* What needs to be done
Pick out each line of the material below that contains the string "shingle", and copy those lines.

==== Data in this exercise

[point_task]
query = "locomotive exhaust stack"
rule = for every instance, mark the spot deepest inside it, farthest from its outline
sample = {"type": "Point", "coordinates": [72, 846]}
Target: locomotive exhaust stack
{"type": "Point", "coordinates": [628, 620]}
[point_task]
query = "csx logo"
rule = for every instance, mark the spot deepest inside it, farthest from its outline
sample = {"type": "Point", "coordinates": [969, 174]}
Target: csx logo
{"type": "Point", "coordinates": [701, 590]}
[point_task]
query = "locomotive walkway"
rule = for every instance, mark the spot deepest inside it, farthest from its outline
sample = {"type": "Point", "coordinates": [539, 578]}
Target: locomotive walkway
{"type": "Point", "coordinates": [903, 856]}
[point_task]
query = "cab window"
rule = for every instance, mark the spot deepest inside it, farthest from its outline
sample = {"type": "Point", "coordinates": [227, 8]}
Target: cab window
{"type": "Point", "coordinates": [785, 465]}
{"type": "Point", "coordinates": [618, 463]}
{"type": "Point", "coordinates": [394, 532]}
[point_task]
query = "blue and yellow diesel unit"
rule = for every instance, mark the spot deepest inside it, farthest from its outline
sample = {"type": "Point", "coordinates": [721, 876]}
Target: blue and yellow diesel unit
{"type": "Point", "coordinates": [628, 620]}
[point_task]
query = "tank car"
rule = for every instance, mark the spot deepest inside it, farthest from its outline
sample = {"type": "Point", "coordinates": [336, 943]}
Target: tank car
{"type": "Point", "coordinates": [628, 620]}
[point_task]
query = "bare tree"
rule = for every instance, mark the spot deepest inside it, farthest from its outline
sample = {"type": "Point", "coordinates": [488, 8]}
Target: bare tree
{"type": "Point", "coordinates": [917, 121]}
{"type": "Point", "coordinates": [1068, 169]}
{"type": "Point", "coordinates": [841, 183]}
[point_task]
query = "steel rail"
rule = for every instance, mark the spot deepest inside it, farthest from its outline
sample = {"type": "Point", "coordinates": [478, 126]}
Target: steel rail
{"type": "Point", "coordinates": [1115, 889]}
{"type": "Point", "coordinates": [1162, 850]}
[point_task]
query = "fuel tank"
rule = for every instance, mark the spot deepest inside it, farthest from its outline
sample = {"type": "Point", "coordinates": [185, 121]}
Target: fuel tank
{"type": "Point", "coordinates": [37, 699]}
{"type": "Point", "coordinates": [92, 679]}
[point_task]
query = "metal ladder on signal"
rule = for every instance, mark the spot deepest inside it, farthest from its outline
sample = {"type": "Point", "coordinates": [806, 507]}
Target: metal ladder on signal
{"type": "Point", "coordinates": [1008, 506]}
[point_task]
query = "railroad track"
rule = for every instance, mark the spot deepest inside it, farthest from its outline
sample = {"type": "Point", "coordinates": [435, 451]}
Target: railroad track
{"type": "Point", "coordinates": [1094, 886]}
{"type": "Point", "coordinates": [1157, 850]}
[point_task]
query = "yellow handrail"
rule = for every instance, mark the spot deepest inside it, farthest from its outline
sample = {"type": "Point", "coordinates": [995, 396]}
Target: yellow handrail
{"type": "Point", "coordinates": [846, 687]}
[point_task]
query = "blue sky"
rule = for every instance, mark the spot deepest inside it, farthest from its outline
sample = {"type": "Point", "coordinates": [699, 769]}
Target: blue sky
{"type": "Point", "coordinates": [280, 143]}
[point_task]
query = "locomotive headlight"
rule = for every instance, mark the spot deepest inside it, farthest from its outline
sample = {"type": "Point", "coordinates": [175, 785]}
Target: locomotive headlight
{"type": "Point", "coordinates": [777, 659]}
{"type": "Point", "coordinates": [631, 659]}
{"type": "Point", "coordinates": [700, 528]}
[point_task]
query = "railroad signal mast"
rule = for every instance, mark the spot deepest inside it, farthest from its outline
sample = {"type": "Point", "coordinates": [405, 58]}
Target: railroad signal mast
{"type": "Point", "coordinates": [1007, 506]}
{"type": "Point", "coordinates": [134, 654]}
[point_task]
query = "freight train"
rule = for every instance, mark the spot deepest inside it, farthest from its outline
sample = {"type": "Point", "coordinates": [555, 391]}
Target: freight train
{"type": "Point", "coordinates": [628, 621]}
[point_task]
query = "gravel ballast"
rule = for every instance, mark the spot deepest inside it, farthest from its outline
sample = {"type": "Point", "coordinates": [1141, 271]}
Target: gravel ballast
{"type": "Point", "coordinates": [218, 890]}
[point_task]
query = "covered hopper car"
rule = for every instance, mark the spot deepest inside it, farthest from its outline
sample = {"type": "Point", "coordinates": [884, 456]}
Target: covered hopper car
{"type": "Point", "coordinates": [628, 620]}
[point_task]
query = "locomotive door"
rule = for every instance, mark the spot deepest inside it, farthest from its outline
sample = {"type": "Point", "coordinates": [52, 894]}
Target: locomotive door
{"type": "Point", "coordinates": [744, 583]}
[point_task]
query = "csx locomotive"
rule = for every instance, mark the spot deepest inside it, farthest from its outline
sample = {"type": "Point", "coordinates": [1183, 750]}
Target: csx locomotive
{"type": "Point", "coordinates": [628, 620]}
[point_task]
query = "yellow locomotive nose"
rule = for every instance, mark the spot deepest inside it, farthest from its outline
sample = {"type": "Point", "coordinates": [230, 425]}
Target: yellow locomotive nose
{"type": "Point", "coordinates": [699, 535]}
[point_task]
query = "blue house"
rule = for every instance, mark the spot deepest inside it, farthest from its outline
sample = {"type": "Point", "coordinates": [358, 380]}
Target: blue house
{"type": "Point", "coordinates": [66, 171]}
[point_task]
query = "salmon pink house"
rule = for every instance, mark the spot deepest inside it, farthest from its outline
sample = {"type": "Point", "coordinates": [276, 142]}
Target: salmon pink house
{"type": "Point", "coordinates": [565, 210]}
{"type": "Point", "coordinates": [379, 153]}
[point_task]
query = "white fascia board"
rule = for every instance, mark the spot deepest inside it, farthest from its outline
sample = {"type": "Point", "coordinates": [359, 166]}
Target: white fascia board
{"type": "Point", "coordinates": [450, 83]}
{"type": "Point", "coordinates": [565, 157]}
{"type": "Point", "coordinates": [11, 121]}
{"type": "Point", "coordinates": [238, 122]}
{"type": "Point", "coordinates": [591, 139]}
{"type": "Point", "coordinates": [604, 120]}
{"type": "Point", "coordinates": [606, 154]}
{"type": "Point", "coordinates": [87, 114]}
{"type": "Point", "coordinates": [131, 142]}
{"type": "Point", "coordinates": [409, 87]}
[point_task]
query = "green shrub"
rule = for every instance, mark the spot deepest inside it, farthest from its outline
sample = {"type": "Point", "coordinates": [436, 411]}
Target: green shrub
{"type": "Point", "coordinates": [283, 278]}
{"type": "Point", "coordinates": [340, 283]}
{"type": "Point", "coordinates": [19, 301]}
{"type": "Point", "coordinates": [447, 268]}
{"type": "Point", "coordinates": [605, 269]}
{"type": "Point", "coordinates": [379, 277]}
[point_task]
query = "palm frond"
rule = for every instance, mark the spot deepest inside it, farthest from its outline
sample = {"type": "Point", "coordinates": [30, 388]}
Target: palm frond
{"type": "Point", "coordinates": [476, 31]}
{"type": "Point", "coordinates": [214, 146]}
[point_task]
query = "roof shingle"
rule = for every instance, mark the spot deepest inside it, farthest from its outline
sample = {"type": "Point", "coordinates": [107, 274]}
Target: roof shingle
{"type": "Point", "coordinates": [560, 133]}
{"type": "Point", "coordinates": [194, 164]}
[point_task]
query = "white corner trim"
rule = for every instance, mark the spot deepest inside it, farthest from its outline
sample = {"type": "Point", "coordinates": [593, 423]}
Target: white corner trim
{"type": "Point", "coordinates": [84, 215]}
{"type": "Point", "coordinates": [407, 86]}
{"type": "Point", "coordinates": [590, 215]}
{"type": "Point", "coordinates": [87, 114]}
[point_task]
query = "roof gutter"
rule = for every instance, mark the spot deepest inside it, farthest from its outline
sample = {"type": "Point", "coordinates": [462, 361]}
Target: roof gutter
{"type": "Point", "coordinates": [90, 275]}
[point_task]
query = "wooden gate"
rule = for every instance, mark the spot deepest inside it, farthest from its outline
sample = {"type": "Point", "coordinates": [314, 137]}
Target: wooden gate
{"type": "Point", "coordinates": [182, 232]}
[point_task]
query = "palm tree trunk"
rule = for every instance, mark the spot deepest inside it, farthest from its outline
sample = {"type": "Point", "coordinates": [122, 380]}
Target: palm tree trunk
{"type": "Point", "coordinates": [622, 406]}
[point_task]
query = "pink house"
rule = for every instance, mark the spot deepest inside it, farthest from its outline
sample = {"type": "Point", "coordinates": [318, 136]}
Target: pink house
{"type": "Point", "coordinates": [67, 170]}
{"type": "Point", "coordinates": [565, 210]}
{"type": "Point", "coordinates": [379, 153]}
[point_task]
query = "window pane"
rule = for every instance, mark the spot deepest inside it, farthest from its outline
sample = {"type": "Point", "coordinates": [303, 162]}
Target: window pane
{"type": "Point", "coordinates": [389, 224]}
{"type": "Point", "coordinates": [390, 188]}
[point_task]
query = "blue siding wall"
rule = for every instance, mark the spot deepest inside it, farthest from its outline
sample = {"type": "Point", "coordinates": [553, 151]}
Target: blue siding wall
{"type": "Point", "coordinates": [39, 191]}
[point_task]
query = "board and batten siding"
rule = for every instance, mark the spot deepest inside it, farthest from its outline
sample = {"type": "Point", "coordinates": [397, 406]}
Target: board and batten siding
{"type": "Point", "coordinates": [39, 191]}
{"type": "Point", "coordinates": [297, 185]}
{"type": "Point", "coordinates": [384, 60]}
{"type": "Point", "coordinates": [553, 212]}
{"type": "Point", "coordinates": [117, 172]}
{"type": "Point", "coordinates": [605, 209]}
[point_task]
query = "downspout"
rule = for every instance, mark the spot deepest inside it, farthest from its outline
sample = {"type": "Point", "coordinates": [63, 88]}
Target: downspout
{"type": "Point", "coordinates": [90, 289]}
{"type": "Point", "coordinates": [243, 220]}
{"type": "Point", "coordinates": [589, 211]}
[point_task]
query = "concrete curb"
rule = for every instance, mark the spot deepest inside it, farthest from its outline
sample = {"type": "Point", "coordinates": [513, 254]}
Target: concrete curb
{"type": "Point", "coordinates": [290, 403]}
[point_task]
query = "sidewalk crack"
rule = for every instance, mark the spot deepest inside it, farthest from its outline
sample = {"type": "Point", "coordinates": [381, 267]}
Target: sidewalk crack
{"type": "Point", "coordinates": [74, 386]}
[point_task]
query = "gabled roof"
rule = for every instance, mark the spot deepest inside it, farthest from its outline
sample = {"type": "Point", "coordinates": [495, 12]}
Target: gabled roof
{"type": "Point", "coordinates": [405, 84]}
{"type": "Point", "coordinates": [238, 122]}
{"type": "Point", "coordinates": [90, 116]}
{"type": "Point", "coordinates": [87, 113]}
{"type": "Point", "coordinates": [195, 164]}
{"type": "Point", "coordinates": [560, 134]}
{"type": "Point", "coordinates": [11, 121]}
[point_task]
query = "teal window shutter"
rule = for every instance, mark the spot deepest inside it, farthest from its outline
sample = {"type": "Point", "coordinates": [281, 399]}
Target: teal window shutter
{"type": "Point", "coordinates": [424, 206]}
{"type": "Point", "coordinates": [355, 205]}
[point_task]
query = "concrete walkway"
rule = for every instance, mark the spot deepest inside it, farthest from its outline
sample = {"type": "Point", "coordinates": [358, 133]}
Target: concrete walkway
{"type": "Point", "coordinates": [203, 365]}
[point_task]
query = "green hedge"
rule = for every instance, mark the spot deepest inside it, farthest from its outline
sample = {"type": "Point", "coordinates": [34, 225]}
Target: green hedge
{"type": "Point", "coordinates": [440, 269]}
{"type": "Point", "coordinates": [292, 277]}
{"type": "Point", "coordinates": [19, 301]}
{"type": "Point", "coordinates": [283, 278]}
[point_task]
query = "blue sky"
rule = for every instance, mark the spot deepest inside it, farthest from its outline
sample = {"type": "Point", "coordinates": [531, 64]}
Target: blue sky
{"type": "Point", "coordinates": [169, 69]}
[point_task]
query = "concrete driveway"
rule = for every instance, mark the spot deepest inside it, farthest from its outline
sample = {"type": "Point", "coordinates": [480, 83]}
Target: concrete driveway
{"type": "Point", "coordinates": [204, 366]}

========

* Response to the task
query = "roof shingle"
Target: roof shingle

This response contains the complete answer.